Referring expression data
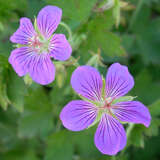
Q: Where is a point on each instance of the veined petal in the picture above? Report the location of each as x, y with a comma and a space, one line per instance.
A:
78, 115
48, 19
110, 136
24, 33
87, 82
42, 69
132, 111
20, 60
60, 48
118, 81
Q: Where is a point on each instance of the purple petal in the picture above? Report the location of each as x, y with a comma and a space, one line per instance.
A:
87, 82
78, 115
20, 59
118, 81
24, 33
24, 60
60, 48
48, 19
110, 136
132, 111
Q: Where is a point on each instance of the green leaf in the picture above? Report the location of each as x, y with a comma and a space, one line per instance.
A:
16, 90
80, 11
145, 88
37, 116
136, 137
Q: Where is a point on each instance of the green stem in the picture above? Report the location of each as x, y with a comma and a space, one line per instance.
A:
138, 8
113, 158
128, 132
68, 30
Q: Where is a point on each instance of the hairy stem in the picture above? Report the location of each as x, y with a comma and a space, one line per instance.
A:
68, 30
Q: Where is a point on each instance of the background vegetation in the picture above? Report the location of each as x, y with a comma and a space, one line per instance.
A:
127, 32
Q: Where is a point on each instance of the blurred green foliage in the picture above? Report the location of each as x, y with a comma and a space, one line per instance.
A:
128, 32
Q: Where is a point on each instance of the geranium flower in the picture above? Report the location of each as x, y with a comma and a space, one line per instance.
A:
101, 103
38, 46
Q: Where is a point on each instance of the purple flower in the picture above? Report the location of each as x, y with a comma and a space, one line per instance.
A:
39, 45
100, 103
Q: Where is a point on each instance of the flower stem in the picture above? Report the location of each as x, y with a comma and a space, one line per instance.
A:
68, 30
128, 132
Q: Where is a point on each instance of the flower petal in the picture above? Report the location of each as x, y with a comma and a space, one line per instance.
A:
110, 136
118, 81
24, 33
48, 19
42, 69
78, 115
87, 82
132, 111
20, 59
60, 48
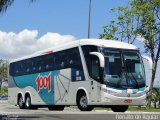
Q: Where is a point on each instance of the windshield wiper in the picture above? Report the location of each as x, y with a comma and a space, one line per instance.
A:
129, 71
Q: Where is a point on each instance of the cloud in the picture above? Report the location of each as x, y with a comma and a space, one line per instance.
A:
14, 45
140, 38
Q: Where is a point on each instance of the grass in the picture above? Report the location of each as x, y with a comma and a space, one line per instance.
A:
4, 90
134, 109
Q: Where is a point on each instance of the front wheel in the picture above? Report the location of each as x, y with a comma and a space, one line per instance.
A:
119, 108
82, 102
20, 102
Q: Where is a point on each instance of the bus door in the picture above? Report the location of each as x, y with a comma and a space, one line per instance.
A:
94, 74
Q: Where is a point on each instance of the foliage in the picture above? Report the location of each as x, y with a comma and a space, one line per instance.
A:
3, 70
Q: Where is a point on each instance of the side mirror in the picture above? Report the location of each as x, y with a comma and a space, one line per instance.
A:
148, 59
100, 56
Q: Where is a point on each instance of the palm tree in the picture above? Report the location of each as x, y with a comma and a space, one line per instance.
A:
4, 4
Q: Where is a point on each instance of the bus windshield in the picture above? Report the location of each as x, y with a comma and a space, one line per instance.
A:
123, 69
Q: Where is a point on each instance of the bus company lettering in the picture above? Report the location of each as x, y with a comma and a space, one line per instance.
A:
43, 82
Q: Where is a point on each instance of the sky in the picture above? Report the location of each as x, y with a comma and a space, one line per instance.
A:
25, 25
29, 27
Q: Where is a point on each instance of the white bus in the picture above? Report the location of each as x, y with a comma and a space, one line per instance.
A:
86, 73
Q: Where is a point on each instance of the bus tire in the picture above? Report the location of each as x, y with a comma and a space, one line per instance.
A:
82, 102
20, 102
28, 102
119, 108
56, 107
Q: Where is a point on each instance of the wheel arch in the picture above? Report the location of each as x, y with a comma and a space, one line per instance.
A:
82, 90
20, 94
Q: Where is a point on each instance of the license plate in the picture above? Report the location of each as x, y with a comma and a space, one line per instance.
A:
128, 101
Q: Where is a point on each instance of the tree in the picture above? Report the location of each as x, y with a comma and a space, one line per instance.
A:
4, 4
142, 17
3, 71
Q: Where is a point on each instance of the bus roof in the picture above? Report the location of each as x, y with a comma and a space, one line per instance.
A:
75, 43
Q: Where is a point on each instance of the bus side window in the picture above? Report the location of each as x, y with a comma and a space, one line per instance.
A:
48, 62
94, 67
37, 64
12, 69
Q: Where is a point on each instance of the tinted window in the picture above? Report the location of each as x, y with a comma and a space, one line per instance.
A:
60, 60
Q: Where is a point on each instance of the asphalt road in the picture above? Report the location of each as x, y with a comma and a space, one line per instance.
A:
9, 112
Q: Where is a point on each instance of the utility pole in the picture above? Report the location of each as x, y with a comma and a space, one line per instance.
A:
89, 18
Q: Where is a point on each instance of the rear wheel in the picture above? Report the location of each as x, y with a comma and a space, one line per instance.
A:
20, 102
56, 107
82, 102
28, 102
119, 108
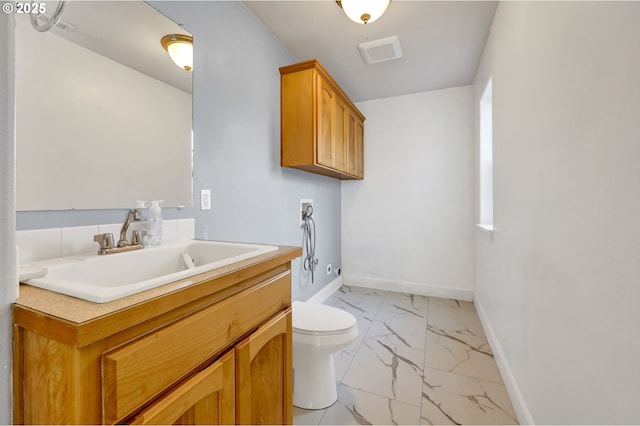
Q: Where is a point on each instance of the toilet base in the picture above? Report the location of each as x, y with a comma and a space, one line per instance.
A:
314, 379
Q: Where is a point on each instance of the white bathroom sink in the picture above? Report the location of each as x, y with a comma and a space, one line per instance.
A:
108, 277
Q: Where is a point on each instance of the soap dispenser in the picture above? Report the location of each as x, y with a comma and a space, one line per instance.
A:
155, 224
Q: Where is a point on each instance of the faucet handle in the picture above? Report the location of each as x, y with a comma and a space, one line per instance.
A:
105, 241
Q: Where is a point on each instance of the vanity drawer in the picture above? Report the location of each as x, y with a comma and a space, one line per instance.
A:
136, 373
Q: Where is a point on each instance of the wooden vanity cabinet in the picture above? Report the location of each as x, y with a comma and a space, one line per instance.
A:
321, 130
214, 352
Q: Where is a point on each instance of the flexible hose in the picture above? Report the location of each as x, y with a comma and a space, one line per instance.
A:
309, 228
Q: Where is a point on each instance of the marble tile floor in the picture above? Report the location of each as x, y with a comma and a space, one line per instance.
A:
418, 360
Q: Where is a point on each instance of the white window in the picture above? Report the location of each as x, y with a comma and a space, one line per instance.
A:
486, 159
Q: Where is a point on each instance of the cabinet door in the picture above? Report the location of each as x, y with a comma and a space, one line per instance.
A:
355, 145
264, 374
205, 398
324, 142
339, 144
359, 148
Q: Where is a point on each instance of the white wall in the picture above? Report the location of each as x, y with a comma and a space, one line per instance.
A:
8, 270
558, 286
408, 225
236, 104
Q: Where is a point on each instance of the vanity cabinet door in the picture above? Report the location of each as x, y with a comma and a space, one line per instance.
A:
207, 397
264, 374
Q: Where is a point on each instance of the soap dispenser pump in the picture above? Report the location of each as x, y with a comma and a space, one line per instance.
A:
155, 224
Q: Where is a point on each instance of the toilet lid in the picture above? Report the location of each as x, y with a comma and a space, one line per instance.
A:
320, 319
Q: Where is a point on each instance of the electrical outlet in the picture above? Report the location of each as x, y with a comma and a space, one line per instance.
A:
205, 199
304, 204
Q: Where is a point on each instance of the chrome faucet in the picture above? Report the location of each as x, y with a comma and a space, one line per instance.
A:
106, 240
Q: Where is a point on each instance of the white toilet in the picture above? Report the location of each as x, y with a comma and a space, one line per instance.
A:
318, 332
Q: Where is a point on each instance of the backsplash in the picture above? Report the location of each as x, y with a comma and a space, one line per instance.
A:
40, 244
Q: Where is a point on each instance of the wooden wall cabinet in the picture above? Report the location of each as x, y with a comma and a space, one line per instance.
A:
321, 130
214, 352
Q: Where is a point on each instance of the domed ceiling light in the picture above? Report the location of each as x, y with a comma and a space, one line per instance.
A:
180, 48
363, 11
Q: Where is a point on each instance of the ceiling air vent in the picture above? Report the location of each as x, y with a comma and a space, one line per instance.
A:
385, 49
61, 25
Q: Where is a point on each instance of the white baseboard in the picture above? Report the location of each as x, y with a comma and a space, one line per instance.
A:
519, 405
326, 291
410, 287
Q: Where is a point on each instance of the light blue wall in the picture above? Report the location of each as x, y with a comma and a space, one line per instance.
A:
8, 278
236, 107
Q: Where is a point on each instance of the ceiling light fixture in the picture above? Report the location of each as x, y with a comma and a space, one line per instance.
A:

:: Required work ::
What is needed is each line from the records with the word "cabinet" in it.

:: Answer area ::
Q: Where is a point on each instance of the wooden vanity cabinet in the picture above? Report the location of each as x, y with a comma and a space, one line per instance.
Q: Where is a point on each instance of the cabinet door in the picture above? Report the location of each as x, y with a comma and a space, one line per instance.
Q: Where is a point on each instance of the vanity cabinet door in the picture above? Report the location of each as x, y with a comma and a space, one line per instance.
Q: Where is a point on each instance of the wooden wall cabinet in the picture above? Report the location of each as x, y with a comma and a space, one line per instance.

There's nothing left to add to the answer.